TASK TO CARRY OUT
Count the lines in the items below that contain the word "tall". Reply with only the number.

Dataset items
# # # # # # #
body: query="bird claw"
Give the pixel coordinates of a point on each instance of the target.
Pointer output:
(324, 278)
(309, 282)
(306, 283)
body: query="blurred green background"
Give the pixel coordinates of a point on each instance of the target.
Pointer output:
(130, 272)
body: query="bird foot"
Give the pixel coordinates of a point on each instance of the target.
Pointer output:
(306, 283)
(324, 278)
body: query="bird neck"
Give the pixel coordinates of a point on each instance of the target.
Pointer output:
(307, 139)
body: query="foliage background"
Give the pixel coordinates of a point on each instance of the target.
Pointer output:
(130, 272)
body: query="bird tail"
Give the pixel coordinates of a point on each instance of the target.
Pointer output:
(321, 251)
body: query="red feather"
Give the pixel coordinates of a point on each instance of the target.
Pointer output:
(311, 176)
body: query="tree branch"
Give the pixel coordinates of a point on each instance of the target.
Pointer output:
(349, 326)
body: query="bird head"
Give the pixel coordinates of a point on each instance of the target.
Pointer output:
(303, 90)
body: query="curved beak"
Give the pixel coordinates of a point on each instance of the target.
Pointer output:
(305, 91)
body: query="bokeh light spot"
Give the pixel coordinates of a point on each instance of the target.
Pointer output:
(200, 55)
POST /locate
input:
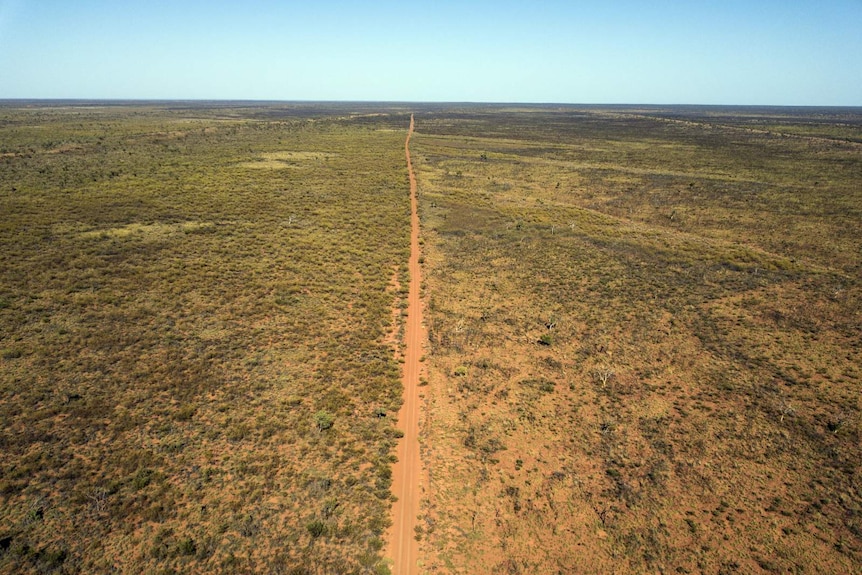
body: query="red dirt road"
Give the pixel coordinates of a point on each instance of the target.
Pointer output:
(403, 547)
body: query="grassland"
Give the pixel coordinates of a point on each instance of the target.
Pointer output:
(644, 337)
(197, 370)
(645, 340)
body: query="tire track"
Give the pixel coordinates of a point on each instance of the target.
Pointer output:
(403, 547)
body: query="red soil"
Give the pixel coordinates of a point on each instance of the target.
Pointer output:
(403, 547)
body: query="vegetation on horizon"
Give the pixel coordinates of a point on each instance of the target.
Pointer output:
(195, 309)
(645, 341)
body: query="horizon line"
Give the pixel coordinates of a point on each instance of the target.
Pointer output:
(72, 100)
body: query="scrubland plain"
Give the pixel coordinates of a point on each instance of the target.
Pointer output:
(195, 322)
(643, 344)
(644, 340)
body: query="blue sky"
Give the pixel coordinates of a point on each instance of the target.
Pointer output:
(775, 52)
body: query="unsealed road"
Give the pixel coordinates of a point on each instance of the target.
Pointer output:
(403, 547)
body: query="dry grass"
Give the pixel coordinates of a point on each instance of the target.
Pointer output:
(194, 364)
(644, 344)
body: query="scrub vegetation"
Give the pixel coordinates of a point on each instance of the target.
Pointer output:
(197, 369)
(644, 340)
(644, 337)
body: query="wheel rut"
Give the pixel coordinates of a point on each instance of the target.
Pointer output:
(406, 473)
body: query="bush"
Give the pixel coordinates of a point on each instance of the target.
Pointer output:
(324, 420)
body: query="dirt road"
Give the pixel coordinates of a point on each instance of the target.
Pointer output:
(403, 547)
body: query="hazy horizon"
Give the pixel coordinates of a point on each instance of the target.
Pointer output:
(767, 53)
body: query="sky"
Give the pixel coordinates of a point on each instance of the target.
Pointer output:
(736, 52)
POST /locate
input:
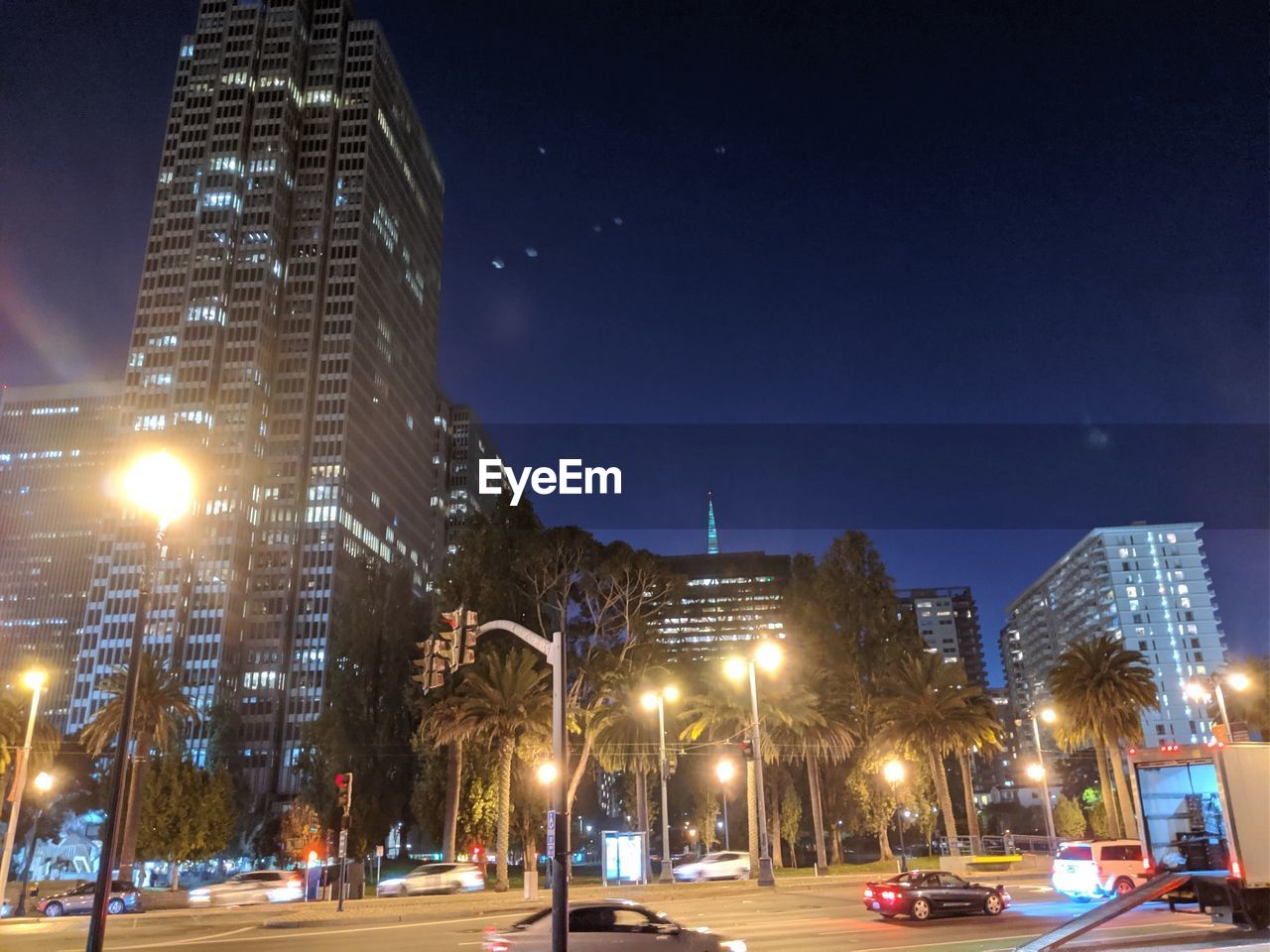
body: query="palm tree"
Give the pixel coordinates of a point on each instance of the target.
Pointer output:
(926, 710)
(1101, 688)
(158, 717)
(448, 722)
(982, 733)
(508, 701)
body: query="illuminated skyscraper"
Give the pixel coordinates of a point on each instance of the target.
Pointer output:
(58, 445)
(286, 339)
(1147, 587)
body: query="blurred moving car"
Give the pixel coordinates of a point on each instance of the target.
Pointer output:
(435, 878)
(125, 897)
(1086, 870)
(608, 924)
(925, 893)
(714, 866)
(250, 889)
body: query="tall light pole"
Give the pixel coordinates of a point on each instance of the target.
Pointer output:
(159, 485)
(725, 771)
(42, 783)
(1198, 689)
(1038, 771)
(766, 655)
(893, 772)
(657, 699)
(35, 682)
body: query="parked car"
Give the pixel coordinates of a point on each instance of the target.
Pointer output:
(1087, 870)
(125, 897)
(714, 866)
(925, 893)
(252, 888)
(435, 878)
(601, 925)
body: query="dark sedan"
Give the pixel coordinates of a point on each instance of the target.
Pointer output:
(925, 893)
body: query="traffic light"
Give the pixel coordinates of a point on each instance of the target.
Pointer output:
(344, 787)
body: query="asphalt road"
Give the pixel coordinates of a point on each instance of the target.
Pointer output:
(828, 918)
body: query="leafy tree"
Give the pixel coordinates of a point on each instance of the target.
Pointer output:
(507, 697)
(792, 820)
(366, 720)
(159, 714)
(1102, 688)
(186, 812)
(1069, 817)
(705, 816)
(928, 711)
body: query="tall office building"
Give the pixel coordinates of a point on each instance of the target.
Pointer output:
(948, 620)
(286, 339)
(58, 445)
(1146, 585)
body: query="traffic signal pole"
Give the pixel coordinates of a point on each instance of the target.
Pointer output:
(556, 653)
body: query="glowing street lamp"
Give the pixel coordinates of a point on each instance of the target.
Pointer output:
(1198, 689)
(35, 682)
(656, 701)
(769, 656)
(160, 485)
(1049, 716)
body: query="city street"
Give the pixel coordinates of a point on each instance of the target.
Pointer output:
(826, 916)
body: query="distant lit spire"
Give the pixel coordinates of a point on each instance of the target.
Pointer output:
(711, 530)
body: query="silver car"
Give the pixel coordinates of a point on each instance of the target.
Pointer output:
(435, 878)
(250, 889)
(601, 925)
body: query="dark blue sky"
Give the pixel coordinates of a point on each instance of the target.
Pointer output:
(830, 213)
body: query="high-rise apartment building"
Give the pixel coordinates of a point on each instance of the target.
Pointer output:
(1146, 585)
(285, 339)
(948, 620)
(58, 445)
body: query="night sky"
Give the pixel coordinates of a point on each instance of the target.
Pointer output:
(847, 214)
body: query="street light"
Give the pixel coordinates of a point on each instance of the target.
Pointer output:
(159, 485)
(44, 782)
(725, 771)
(767, 655)
(1049, 716)
(893, 772)
(1197, 689)
(656, 699)
(35, 682)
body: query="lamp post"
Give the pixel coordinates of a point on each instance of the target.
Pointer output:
(725, 771)
(767, 655)
(35, 682)
(657, 699)
(42, 783)
(1197, 689)
(159, 485)
(893, 772)
(1048, 715)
# # # # # # #
SOLUTION
2